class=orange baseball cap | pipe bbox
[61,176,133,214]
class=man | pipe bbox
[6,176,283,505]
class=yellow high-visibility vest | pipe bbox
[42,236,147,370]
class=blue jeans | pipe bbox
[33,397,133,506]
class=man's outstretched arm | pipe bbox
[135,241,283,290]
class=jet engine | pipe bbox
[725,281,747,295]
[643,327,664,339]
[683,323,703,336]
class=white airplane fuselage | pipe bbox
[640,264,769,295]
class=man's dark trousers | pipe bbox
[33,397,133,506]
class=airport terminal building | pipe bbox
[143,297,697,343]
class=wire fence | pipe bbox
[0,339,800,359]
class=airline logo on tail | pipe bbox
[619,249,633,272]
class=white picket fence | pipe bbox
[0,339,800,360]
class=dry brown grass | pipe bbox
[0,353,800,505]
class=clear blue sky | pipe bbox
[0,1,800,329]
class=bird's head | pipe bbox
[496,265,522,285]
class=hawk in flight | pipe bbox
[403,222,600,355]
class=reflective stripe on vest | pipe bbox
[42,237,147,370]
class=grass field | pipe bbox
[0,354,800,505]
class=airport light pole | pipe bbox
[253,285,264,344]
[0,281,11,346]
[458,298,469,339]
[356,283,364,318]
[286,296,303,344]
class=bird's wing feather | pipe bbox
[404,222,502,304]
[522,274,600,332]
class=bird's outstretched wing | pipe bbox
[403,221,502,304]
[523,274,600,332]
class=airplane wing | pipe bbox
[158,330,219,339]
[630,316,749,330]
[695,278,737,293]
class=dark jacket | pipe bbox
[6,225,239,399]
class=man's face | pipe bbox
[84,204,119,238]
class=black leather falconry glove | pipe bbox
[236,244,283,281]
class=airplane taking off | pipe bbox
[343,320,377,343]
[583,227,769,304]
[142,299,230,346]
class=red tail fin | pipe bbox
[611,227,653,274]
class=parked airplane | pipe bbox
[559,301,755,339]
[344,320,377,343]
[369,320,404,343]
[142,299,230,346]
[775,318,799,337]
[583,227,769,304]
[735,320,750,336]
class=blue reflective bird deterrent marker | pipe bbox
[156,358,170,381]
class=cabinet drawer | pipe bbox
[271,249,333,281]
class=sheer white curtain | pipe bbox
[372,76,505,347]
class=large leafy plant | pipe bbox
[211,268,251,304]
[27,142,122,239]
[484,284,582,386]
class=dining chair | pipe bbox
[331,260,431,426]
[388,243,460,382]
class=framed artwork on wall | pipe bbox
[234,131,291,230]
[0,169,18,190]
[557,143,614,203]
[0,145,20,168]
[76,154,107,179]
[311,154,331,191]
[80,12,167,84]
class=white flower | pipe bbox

▸ Task directions
Reproduce the lines from the one containing "class=dry brown grass | pipe bbox" through the last line, with both ends included.

▸ Expected answer
class=dry brown grass | pipe bbox
[0,353,800,505]
class=clear blue sky | pipe bbox
[0,1,800,329]
class=bird's head | pipe bbox
[496,265,522,285]
class=hawk in flight | pipe bbox
[403,222,600,355]
class=reflective stripe on vest | pipe bbox
[42,237,147,370]
class=grass field | pipe bbox
[0,354,800,505]
class=airport light pole | pipe bbox
[253,285,264,344]
[0,281,11,346]
[458,298,469,339]
[356,283,364,318]
[286,296,303,344]
class=bird's wing feather | pipe bbox
[404,222,502,304]
[522,274,600,332]
class=bird's outstretched wing | pipe bbox
[403,221,502,304]
[523,274,600,332]
class=airplane wing | pipe bbox
[158,330,219,339]
[630,316,749,330]
[695,278,737,293]
class=dark jacket | pipe bbox
[6,225,239,399]
class=man's face | pipe bbox
[84,204,119,238]
class=black leather falconry glove | pipe bbox
[236,244,283,281]
class=airplane taking off | pipe bbox
[343,320,377,343]
[583,227,769,304]
[142,299,230,346]
class=red tail fin | pipe bbox
[611,227,653,274]
class=parked airplane | pipe bbox
[559,301,755,339]
[344,320,377,343]
[369,320,404,343]
[142,299,230,346]
[775,318,799,337]
[583,227,769,304]
[735,320,750,336]
class=blue reflective bird deterrent marker | pipe bbox
[156,358,170,381]
class=cabinet drawer | pipe bbox
[271,249,333,281]
class=sheer white curtain | pipe bbox
[372,76,505,347]
class=large leafy plant | pipe bbox
[211,268,251,304]
[27,142,122,239]
[484,284,582,386]
class=dining chair | pipe bbox
[331,260,431,426]
[388,243,460,382]
class=framed artwork on wall | pipe bbox
[234,131,291,230]
[0,169,18,190]
[557,143,614,203]
[0,145,20,168]
[76,154,107,179]
[311,154,331,191]
[80,12,167,84]
class=white flower | pipe bbox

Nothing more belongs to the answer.